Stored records
+-------+
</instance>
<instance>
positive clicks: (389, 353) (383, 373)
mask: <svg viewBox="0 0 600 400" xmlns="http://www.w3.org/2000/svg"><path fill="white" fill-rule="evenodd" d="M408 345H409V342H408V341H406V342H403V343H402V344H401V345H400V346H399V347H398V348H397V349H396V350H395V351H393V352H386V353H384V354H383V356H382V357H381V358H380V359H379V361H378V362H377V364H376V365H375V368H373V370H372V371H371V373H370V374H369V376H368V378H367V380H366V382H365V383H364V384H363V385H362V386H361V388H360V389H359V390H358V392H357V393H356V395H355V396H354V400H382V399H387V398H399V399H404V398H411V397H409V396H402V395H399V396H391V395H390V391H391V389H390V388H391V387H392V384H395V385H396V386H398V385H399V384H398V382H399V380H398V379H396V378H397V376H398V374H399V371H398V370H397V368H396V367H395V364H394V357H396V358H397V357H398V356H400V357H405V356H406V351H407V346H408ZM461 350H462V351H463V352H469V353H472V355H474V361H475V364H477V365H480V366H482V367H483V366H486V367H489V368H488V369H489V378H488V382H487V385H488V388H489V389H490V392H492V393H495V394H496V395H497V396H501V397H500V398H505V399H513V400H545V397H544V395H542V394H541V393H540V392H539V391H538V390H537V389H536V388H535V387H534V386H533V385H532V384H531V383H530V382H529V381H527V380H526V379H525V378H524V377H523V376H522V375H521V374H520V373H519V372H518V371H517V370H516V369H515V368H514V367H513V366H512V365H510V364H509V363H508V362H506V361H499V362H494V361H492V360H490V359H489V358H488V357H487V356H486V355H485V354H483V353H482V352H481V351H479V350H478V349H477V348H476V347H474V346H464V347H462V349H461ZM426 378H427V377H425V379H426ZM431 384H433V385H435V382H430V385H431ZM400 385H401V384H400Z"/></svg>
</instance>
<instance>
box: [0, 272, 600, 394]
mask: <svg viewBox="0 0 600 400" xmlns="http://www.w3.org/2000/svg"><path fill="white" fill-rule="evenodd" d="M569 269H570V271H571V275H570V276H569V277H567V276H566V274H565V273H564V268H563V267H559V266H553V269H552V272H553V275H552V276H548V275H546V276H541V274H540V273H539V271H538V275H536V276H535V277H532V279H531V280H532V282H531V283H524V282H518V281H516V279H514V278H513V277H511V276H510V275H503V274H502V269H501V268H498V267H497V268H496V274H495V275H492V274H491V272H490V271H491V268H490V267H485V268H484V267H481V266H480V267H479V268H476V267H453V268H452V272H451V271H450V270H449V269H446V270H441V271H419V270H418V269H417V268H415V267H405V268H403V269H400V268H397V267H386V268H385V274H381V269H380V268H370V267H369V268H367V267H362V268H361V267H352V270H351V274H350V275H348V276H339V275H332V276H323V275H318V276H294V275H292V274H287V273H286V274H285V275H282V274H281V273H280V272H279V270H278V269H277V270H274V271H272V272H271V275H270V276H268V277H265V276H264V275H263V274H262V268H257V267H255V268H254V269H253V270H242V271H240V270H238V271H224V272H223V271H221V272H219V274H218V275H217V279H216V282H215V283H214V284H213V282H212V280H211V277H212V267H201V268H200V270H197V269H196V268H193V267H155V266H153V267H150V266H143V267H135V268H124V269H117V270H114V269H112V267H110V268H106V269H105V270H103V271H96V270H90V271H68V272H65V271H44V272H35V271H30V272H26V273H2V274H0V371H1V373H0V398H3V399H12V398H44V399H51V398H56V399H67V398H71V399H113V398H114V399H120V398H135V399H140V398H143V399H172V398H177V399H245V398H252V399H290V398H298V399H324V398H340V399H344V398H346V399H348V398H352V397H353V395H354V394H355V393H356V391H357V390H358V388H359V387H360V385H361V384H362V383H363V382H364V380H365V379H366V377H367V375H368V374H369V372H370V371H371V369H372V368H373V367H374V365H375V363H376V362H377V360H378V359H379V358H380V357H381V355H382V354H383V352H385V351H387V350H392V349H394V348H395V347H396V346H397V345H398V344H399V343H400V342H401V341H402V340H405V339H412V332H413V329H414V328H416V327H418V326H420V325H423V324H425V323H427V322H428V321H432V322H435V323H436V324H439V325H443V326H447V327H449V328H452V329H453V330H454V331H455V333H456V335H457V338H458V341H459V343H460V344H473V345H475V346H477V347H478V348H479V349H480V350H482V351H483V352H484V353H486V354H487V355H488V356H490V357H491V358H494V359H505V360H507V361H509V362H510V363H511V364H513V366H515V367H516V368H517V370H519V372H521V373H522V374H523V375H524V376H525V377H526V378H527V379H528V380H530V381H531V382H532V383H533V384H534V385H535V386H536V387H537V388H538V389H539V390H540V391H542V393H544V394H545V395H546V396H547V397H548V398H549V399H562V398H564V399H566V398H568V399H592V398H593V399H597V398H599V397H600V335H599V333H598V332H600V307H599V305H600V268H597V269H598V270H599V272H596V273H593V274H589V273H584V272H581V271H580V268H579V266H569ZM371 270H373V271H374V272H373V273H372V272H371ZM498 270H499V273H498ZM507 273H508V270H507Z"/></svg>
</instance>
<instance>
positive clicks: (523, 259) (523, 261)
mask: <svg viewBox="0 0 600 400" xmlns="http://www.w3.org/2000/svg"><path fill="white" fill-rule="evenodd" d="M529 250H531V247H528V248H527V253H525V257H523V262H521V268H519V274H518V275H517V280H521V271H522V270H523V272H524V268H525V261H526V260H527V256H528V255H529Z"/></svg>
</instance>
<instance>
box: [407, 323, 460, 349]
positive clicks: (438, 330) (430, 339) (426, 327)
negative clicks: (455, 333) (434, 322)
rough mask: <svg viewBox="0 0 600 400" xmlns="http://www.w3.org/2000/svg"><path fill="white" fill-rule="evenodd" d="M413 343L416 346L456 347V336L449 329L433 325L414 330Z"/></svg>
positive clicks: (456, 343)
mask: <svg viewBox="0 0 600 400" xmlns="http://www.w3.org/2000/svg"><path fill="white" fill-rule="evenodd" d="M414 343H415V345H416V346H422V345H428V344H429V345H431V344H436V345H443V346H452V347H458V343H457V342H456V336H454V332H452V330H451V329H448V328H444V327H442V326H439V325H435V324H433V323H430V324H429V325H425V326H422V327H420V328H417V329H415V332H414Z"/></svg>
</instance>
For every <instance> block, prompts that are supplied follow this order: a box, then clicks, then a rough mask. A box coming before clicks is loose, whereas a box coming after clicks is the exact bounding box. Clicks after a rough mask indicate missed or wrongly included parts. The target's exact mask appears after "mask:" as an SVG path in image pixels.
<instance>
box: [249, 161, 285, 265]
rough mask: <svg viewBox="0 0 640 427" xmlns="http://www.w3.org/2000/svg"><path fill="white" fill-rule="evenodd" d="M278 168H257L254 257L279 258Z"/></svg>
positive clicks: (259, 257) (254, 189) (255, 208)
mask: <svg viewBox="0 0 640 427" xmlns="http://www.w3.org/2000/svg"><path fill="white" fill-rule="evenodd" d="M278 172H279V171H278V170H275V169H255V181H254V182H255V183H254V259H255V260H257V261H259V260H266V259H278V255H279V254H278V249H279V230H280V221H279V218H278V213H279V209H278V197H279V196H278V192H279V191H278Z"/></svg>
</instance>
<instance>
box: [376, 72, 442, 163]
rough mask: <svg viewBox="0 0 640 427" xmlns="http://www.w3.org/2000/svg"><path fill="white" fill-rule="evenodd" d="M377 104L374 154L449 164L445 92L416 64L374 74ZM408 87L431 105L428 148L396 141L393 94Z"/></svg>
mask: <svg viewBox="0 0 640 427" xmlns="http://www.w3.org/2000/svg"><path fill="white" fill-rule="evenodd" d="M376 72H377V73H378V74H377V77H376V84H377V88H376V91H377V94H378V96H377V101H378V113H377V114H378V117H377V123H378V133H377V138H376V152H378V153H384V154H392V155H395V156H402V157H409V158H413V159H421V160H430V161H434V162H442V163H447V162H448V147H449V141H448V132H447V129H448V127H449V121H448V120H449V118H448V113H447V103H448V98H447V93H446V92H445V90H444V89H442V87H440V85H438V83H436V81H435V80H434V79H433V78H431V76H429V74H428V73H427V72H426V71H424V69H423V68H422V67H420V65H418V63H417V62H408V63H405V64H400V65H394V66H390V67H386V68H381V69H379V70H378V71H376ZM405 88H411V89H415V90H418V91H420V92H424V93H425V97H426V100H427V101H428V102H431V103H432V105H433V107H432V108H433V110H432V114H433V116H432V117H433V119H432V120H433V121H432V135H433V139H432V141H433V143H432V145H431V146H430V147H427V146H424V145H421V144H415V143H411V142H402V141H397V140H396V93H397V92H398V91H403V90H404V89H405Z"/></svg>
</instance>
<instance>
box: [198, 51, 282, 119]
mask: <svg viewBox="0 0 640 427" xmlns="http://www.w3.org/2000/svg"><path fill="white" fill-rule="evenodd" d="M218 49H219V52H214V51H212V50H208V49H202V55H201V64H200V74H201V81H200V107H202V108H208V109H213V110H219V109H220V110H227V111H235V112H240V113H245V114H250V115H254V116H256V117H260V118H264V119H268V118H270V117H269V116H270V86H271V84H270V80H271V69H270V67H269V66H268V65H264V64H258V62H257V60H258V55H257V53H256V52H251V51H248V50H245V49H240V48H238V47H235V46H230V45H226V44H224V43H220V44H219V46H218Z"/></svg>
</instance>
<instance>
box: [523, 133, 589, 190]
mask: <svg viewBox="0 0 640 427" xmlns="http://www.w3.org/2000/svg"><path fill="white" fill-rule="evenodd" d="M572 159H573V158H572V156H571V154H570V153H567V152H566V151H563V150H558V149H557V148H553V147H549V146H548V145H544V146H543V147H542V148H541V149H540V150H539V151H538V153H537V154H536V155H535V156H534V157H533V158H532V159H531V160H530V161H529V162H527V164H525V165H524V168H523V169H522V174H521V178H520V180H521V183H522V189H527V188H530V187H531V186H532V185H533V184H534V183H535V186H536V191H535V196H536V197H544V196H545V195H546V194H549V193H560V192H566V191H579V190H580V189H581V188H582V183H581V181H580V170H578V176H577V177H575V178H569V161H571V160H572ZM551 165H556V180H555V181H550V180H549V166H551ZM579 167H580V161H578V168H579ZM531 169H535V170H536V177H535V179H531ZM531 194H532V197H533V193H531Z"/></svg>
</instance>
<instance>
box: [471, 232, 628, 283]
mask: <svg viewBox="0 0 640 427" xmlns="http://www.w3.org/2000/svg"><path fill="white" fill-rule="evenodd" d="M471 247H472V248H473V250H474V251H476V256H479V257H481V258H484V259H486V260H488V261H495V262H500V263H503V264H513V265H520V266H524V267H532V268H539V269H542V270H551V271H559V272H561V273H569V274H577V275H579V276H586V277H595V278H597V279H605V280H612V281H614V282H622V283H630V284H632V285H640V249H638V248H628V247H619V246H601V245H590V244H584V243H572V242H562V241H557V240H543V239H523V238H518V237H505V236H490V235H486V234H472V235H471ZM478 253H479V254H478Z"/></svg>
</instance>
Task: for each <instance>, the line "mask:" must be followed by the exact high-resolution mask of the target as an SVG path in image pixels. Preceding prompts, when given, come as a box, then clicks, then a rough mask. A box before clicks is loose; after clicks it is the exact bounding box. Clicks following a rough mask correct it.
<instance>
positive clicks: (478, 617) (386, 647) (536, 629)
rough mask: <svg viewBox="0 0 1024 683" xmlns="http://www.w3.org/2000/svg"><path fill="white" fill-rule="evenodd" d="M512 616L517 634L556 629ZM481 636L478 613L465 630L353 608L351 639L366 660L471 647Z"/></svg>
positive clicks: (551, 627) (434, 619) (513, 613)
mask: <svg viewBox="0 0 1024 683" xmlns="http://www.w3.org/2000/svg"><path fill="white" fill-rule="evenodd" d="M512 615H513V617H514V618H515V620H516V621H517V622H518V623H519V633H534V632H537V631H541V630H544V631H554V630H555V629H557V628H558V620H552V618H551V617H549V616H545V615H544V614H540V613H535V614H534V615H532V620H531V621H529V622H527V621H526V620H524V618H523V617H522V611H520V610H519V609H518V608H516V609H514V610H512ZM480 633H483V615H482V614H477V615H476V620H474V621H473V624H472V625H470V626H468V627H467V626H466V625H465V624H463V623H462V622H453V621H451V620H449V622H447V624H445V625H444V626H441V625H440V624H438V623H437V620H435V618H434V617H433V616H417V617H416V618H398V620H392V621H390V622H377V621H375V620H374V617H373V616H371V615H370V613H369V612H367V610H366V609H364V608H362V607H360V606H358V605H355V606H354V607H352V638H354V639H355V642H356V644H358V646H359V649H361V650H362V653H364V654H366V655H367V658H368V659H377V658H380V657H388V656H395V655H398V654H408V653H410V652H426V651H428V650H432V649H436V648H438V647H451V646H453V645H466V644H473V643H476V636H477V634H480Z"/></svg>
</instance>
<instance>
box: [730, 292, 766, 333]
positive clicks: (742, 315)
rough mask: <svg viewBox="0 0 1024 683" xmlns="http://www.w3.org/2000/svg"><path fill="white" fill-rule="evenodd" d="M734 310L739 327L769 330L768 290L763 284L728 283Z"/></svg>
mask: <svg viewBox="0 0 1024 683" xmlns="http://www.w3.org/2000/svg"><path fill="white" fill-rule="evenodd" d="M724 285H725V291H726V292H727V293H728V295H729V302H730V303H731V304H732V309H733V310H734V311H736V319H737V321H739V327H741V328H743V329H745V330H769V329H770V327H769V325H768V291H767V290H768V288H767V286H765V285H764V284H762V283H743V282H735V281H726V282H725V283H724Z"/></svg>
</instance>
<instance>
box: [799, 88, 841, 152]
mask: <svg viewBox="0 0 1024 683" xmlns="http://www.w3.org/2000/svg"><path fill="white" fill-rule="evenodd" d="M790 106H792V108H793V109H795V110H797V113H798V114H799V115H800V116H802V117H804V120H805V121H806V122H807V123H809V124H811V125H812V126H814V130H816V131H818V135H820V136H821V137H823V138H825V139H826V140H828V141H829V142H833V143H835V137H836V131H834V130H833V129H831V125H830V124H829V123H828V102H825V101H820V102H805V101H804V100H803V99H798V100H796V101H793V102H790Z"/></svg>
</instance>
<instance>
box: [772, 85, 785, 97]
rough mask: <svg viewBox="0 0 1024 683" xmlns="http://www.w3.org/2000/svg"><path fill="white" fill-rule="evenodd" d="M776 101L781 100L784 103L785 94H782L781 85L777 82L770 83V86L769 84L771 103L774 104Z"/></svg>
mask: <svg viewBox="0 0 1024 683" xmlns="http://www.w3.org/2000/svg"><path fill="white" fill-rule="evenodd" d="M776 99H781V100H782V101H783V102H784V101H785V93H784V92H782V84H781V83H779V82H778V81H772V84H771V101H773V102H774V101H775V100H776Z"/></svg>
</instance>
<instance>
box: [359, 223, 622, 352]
+-------+
▸ **WHAT TO WORK ON**
When a line of the records holds the word "target", copy that line.

▸ **ANSWER FOR THIS EXERCISE**
For every <instance> block, prompts that are supplied follow this order: a box, then clicks, then a rough mask. A box coming before clicks is loose, whereas a box coming after clicks is the exact bounding box. Clicks after a rough mask indicate missed or wrongly included parts. The target's exact mask appears after "mask:" as an SVG path in image pixels.
Task: for each <instance>, the line "mask:" must be followed by the exact high-resolution mask of the target as an SVG path in image pixels. Preceding prompts, when given, come as a box, then clicks, then a rough mask. A box before clicks is loose; after clicks it is the exact bounding box. Clicks following a rough mask correct it.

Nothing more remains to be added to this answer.